→ Aim of the task: In the data that follows, find the line with "Target: book page"; transcribe it, every later line up to the one with "Annotation guideline: for every instance of the navy", and that line as well, exactly and with no others.

→ Supplied entries:
::::::::
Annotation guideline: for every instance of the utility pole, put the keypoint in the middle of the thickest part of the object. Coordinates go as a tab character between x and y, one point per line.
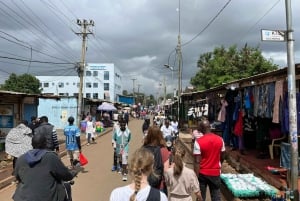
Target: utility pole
292	102
133	84
84	24
138	94
179	55
165	95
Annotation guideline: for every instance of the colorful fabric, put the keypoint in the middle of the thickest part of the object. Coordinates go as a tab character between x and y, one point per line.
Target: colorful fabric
209	147
238	127
18	140
71	132
184	186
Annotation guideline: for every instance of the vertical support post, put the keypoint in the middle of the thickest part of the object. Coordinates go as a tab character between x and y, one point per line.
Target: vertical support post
84	25
293	134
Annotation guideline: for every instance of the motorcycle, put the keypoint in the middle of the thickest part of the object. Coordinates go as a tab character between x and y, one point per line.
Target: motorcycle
169	142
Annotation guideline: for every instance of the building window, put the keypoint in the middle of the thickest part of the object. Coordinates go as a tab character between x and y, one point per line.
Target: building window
106	75
106	86
61	85
88	85
95	95
88	73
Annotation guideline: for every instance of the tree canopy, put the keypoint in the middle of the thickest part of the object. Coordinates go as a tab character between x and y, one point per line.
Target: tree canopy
224	65
25	83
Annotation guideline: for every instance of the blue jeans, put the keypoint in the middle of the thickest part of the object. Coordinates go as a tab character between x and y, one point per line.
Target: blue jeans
214	184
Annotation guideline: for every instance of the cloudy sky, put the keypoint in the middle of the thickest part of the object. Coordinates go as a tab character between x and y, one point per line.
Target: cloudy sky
138	36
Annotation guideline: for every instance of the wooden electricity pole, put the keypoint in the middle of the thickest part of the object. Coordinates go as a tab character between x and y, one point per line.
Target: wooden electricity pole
84	24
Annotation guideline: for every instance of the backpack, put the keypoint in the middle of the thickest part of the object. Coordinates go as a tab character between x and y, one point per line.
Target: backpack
155	178
154	195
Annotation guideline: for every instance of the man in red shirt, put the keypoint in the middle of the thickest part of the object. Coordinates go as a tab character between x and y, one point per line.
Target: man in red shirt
209	152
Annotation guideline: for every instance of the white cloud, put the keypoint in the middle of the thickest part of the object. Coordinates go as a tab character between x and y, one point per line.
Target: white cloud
137	35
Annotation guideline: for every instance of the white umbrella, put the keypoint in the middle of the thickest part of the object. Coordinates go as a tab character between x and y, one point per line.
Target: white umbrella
106	107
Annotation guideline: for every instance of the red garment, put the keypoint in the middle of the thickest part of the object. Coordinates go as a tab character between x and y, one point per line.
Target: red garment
210	149
164	156
238	127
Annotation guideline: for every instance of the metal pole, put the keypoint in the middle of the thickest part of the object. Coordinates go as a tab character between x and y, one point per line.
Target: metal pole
84	24
293	136
133	86
179	64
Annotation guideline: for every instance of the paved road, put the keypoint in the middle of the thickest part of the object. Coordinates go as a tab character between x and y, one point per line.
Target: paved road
97	181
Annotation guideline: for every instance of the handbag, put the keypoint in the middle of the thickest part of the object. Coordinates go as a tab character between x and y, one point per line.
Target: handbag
82	159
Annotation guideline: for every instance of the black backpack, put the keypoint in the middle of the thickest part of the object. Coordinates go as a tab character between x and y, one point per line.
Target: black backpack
155	178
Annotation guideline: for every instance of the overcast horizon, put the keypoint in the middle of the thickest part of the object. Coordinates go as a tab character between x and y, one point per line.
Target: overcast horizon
138	36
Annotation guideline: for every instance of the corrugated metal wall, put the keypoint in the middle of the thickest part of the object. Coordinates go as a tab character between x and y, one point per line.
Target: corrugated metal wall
58	110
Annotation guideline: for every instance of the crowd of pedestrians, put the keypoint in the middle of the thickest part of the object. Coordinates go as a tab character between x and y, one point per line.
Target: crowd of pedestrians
157	173
174	181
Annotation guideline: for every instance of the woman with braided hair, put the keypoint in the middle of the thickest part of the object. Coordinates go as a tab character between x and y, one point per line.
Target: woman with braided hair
180	180
140	167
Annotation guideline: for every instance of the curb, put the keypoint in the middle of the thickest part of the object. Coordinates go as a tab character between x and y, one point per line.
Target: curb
6	182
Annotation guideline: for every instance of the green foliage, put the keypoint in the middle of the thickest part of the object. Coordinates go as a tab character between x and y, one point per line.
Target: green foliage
24	83
225	65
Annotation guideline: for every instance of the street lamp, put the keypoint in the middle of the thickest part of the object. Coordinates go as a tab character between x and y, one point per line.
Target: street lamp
179	86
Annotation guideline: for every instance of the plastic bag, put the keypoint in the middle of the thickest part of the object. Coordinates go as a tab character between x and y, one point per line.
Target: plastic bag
82	159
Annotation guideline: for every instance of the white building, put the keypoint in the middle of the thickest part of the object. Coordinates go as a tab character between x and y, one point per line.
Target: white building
101	81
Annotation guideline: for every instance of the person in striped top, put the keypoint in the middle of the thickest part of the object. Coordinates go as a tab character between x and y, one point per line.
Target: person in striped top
73	145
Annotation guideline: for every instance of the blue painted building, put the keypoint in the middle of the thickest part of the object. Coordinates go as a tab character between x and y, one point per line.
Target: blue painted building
58	110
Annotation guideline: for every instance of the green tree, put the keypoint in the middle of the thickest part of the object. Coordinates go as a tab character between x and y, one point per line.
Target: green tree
224	65
25	83
125	92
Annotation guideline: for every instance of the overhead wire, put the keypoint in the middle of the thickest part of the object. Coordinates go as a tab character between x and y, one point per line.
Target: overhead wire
21	24
259	20
209	23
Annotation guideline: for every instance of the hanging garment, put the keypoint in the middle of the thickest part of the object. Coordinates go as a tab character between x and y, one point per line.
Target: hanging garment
278	96
222	113
238	127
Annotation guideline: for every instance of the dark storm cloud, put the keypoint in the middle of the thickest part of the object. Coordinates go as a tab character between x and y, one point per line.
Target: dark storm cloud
138	36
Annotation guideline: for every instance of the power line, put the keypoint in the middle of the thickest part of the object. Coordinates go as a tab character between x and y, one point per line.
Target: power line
33	61
209	23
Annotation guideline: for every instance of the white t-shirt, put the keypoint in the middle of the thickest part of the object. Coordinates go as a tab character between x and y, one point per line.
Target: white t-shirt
174	124
166	131
89	127
124	193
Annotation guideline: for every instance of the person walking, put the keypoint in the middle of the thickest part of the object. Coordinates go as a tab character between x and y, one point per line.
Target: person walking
33	124
146	125
122	138
73	145
167	130
209	152
49	131
18	141
155	142
40	173
116	166
90	130
140	167
180	180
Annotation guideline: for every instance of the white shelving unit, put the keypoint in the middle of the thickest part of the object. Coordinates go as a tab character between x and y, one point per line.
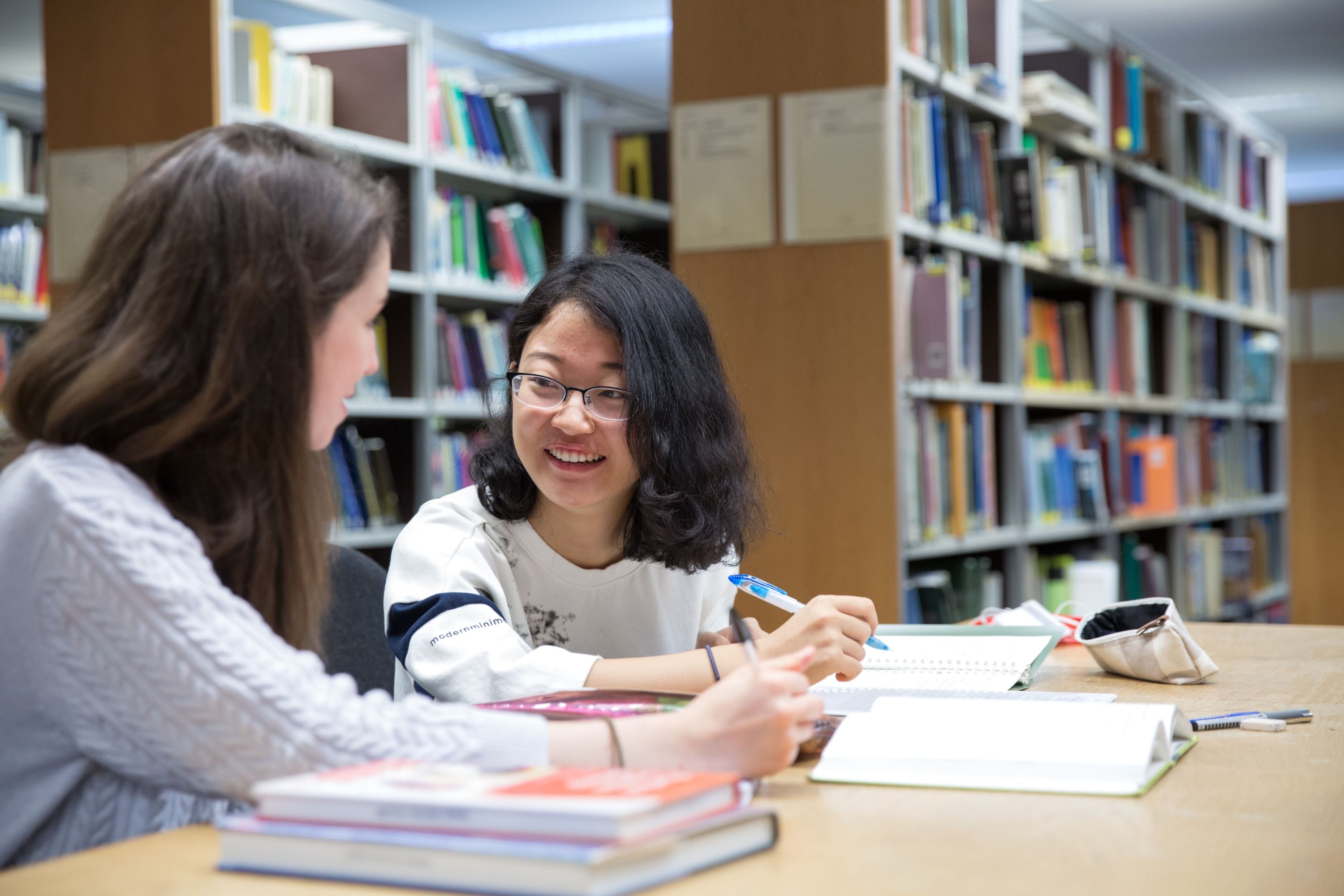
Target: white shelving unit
585	107
1100	285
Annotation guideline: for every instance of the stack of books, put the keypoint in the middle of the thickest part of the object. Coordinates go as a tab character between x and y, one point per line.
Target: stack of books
471	353
484	124
23	267
541	831
478	242
362	480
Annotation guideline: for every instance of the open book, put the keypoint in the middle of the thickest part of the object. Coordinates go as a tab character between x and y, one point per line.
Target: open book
1107	749
941	659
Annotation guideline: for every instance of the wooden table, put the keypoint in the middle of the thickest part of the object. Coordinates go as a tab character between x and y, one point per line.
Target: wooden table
1244	812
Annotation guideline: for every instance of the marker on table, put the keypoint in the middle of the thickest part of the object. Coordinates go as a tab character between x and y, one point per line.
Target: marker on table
777	597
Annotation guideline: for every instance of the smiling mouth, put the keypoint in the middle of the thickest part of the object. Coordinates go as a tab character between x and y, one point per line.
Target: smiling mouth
577	458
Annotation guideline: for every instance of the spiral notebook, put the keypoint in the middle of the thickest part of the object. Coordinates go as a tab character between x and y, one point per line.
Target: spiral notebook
941	659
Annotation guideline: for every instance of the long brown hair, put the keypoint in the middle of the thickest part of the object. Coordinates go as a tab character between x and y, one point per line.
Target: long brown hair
186	350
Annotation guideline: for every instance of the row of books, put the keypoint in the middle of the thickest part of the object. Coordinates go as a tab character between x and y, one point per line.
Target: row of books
581	832
451	461
1057	351
1256	273
475	241
471	351
945	316
951	171
1065	470
273	82
484	124
1206	148
1203	258
952	473
23	164
1223	569
1222	461
23	265
640	164
937	30
953	594
362	480
375	385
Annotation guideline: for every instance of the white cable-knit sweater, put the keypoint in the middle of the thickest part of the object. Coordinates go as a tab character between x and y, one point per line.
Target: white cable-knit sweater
139	694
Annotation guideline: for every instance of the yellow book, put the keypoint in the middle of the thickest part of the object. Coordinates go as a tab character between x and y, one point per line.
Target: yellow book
635	167
258	35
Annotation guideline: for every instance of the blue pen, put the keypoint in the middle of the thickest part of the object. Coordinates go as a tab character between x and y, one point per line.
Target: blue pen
777	597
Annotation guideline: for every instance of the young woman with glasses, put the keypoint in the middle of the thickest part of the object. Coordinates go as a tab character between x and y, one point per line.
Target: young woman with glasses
612	500
164	519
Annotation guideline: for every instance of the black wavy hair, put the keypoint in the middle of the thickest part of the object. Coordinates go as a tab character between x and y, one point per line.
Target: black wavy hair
697	501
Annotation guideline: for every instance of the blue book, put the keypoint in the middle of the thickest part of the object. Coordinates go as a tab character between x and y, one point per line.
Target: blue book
1135	73
941	209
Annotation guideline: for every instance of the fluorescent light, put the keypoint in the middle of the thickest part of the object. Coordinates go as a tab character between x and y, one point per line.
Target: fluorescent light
523	39
1277	101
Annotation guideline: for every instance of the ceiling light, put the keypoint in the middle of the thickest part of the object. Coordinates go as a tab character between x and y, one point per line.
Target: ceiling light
523	39
1277	101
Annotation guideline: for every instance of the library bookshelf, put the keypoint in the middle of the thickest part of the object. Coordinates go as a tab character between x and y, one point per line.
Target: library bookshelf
576	117
1186	401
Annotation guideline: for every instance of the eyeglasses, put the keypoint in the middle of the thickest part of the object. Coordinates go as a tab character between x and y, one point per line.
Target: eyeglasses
546	394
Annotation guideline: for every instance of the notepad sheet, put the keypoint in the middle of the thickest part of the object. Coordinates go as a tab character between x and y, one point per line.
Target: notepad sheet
944	663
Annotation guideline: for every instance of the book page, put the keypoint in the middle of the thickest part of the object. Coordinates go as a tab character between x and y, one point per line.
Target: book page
724	174
836	150
843	702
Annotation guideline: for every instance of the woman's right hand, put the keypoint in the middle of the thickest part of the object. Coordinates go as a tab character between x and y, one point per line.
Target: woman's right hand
750	723
835	625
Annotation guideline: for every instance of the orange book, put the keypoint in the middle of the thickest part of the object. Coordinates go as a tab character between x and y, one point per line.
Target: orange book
1154	457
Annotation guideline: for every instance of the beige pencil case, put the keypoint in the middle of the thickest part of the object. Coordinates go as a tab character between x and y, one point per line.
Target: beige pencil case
1146	640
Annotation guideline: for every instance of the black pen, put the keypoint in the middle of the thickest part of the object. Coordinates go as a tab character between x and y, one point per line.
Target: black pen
744	634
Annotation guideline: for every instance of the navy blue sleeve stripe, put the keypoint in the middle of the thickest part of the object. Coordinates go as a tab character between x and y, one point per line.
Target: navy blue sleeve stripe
405	620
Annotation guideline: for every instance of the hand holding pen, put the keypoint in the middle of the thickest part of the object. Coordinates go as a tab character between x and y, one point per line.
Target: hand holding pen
836	625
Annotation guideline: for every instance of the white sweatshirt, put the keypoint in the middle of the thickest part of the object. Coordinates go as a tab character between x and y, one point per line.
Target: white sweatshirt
136	691
482	610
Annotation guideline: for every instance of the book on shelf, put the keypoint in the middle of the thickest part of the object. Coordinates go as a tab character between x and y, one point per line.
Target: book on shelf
471	353
23	267
1203	258
1057	104
945	316
949	164
1057	351
484	124
362	480
1144	233
1064	464
1132	349
1260	353
472	240
451	461
1256	273
952	473
1202	358
542	831
959	591
23	159
640	164
1206	143
375	385
283	85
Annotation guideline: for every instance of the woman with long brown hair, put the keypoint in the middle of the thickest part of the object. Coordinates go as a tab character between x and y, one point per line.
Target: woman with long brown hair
163	560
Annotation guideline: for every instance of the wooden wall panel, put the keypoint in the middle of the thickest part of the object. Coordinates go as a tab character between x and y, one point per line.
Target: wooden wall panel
1316	491
131	72
806	331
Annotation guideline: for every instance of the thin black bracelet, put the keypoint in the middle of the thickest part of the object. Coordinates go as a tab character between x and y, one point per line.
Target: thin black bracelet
616	742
::::::::
→ Output for this exercise:
Target: book page
724	174
836	150
843	702
Annotation guideline: for every instance of the woman's right hand, put the keypoint in the middle of the thickest part of the object. Coordinates go as a tab character between x and y, one point per line.
Target: woman's right hand
750	723
835	625
Annotation guideline: for every instance of the orange book, put the keypoint in the middle of the thickest part of the object. Coordinates go as a tab character between x and y, one point per line.
Target: orange book
1154	457
Annotation guideline: for every instance of the beige pencil case, put the keypoint in the middle of the thickest part of the object. Coordinates go as a tab character between x and y, one point per line.
Target: beige pencil case
1146	640
Annotation guideline: for every instance of the black pen, put the keypoint in the middle of the thickest part of the object. Coordinates go as a tab character between x and y, one point per line.
Target: black pen
744	634
Annotation guideline: for every instance of the navy blue sleeve stripe, put the keypoint in the middle of the thickest part of the object. Coordinates go as a tab character between x and y, one point per line.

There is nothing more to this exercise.